* **What to do**:
Write out, word for word, only the lines from the one containing "Crop-scouting request: mark the hay" through the final line of the data.

Segment Start: Data for the task

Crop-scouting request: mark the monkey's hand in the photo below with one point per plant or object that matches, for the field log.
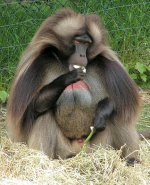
(104, 111)
(74, 76)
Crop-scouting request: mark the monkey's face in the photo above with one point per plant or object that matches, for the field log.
(79, 57)
(73, 29)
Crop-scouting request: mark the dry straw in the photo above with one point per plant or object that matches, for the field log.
(22, 166)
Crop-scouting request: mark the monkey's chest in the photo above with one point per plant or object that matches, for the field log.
(75, 111)
(76, 122)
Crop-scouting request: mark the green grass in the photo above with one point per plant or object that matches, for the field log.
(127, 22)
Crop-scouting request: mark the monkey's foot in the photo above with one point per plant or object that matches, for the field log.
(80, 141)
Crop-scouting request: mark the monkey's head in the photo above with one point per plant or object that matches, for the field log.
(79, 36)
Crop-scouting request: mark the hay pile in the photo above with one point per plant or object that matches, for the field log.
(22, 166)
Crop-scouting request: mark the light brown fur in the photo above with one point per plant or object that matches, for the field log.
(49, 133)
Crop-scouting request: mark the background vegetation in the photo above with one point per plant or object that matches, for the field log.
(127, 22)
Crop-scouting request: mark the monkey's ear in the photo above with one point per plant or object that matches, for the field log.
(119, 86)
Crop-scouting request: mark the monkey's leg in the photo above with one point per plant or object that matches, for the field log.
(128, 138)
(47, 137)
(104, 110)
(49, 94)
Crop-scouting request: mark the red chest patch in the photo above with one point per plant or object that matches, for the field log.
(80, 85)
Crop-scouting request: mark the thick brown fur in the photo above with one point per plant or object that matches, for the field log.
(43, 61)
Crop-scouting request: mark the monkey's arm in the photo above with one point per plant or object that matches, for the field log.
(49, 94)
(104, 110)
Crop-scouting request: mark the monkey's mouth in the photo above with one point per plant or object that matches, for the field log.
(72, 67)
(80, 85)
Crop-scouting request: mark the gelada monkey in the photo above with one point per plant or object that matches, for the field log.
(69, 79)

Segment End: Data for the task

* **Solution for this exercise**:
Crop-scouting request: mark the hay pile in the photo above with one point per plant or object that matches, for the field log.
(22, 166)
Crop-scouting request: mark the light brown fur in the photo above with one point per plant or object that matches, for the field log.
(49, 133)
Crop-scouting request: mark the background vegetation in the photo above with one point per plant or object that matches, for the field log.
(127, 22)
Crop-scouting request: mark the monkey's ear in the photo above with one point per plant or object that matches, for the field log.
(119, 86)
Crop-scouting request: mark the monkey's leg in the photo above with one point per plant or object that matches, for the field log.
(128, 138)
(47, 137)
(104, 110)
(49, 94)
Crop-scouting request: mark the red chest patch in the photo above with one point per plant or object that matches, for the field log.
(80, 85)
Crop-scouting request: mark the thick brown fur in the photo above with one point per plant or object that matches, for the field log.
(43, 61)
Crop-scouting request: mark the monkey's arm in the photo above with one point per plant or object that matches, for the field log.
(49, 94)
(104, 110)
Crop-scouting request: mark the monkey's mouth in the photo above with one point per plant or object that matches, for the field log.
(72, 67)
(80, 85)
Crop-scouting request: mark the gelada monkey in the photo above with one point per plant or object that matches, for the field log.
(69, 79)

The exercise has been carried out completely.